[QUOTED PASSAGE Boundary: Start]
The novel has never ever gone out of print since its first publication, and has been translated into more than 60 languages.
Things Fall Apart reportedly accounted for more than 80 percent of the sales of Heinemann’s African Writers Series (AWS) which Achebe served as an unpaid Editorial Adviser.
It’s remarkable that Governor Soludo who named the airport after the legendary writer was a young student in 1981 at the University of Nigeria, Nsukka when Achebe founded the Association of Nigerian Authors (ANA) on the grounds of the esteemed institution.
Achebe happened not to be the typical reclusive writer because his activities in the wider society during his lifetime were equally redoubtable.
He was political in his lifetime in the truest sense of the dictum from Aristotle as per “man is by nature a political animal.”
Achebe was the Vice-Chairman of Aminu Kano’s Peoples Redemption Party (PRP) in the Second Republic.
[QUOTED PASSAGE Boundary: End]
[SOURCE DATA Boundary: Start]
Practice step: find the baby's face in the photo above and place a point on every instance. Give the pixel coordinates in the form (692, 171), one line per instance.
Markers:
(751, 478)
[SOURCE DATA Boundary: End]
## PROBLEM TO SOLVE
Copy the passage about Achebe between "The novel has" and "unpaid Editorial Adviser.", inclusive, and swap "Editorial Adviser" for "Editorial Advisor". The material is separate from the passage about Achebe.

## TASK RESULT
The novel has never ever gone out of print since its first publication, and has been translated into more than 60 languages.
Things Fall Apart reportedly accounted for more than 80 percent of the sales of Heinemann’s African Writers Series (AWS) which Achebe served as an unpaid Editorial Advisor.